### DIRECTIONS FOR THIS TASK:
Reproduce the material below word for word. Begin at the line that contains "Your task: a point for each instance of the helmet" and stop after the final line of the material.

Data records

□ □ □ □ □

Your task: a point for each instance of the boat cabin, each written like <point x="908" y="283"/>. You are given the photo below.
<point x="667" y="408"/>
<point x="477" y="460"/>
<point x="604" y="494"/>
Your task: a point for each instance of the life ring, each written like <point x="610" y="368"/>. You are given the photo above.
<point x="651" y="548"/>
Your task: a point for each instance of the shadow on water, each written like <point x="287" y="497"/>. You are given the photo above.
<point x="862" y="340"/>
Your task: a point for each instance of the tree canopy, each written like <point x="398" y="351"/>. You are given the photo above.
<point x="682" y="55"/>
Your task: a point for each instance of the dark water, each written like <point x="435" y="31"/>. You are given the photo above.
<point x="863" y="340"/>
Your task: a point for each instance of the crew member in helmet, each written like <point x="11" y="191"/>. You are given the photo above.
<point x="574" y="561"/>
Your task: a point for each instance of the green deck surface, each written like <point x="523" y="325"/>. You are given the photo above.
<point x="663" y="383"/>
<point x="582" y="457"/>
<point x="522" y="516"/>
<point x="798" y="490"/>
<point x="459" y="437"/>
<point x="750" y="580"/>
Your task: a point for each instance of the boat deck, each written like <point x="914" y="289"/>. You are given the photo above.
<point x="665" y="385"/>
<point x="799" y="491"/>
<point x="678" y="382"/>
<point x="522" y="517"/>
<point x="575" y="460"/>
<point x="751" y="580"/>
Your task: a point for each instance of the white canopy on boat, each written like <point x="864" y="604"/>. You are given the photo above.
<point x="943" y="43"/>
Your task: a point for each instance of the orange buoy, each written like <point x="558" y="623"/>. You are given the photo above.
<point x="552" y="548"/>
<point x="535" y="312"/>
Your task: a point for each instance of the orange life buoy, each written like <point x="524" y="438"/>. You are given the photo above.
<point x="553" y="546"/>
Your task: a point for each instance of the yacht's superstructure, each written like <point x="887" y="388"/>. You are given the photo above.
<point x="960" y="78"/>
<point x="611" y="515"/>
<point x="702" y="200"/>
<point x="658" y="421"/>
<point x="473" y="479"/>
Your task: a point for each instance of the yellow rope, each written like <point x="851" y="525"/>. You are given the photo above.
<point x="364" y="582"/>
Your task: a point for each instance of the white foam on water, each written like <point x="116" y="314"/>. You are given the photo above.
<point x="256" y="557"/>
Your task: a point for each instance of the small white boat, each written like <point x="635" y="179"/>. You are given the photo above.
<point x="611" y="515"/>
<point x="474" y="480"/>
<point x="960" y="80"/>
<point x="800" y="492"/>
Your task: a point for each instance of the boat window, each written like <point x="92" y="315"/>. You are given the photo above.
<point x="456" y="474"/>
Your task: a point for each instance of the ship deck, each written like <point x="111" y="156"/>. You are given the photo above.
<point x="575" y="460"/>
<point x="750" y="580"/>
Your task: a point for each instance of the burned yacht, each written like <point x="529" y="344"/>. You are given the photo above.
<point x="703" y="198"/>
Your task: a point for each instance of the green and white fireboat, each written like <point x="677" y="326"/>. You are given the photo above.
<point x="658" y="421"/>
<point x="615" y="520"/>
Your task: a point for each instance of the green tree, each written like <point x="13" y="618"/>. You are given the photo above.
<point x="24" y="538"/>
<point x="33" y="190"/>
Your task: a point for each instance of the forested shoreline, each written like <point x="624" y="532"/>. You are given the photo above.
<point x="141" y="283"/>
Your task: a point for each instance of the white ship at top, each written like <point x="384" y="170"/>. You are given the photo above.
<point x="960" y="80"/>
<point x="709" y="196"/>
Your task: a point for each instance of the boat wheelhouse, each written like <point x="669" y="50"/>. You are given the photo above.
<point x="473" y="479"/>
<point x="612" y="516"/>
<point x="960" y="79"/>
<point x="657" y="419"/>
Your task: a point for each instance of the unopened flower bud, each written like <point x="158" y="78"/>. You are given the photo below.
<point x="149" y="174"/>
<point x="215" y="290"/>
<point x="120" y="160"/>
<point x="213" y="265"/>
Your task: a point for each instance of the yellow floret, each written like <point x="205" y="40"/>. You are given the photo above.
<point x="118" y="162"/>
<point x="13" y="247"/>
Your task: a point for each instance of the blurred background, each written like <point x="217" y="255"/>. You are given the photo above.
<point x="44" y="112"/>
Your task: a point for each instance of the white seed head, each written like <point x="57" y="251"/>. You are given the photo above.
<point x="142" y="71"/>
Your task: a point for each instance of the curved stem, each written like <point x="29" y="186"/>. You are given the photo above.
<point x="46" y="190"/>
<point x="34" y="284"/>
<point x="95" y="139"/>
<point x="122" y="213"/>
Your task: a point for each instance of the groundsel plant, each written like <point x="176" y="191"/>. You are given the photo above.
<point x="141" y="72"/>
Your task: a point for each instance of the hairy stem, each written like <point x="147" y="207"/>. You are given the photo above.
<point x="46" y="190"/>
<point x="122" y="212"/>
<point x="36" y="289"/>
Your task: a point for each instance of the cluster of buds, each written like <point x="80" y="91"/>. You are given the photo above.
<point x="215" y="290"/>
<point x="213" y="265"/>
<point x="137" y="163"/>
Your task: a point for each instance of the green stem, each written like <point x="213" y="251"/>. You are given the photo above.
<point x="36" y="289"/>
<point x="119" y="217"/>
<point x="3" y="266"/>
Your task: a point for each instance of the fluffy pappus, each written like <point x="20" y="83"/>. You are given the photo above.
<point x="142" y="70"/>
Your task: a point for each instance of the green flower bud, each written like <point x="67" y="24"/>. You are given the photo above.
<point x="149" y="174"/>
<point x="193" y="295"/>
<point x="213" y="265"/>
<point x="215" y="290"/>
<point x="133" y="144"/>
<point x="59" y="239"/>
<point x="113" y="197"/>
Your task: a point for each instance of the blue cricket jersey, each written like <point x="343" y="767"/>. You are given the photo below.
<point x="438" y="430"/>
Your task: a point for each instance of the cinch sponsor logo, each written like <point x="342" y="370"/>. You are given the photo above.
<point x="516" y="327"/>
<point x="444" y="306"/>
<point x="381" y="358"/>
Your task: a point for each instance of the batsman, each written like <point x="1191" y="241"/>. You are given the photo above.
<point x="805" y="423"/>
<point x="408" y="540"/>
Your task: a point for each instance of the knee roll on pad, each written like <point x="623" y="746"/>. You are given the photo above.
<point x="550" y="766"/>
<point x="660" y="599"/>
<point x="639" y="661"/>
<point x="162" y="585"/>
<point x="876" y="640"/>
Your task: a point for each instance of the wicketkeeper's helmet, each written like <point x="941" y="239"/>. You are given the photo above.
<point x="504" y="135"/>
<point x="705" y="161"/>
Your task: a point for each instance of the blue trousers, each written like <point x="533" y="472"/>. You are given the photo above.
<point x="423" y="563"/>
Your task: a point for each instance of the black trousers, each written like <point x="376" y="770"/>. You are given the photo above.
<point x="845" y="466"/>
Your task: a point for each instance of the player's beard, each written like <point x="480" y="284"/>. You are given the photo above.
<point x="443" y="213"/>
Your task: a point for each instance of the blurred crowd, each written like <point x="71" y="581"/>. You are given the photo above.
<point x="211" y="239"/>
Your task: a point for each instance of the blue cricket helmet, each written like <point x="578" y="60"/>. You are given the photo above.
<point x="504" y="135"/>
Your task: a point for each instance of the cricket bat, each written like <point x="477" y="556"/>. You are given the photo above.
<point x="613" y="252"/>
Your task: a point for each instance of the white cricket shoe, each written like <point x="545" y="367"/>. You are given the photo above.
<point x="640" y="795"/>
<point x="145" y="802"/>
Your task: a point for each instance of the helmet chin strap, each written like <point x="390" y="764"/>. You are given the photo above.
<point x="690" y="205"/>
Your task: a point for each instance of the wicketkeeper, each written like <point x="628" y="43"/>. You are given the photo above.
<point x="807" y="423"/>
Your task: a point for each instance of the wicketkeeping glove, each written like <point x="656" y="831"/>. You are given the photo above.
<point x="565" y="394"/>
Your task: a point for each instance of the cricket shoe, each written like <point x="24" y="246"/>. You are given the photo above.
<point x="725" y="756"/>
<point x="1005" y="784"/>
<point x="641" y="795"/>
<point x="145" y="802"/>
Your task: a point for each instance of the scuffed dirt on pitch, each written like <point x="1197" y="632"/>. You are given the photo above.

□ □ □ □ □

### CORRECT OUTPUT:
Your task: a point for each instance of the helmet chin strap, each written like <point x="390" y="764"/>. You are given the photo above.
<point x="690" y="205"/>
Your task: a point for each instance of the wicketkeeper, each written like <point x="628" y="43"/>. You are given the photo above.
<point x="807" y="423"/>
Your task: a point for each instance of the wicketkeeping glove, each written like <point x="656" y="831"/>. You are given the photo above.
<point x="565" y="394"/>
Your task: a point for each instance of the cricket shoe, each written like <point x="24" y="246"/>. You are given the photo above.
<point x="725" y="756"/>
<point x="1005" y="784"/>
<point x="641" y="795"/>
<point x="145" y="802"/>
Your task: a point for each instance of the scuffed dirt on pitch, each written like <point x="1197" y="632"/>. You are given the photo above.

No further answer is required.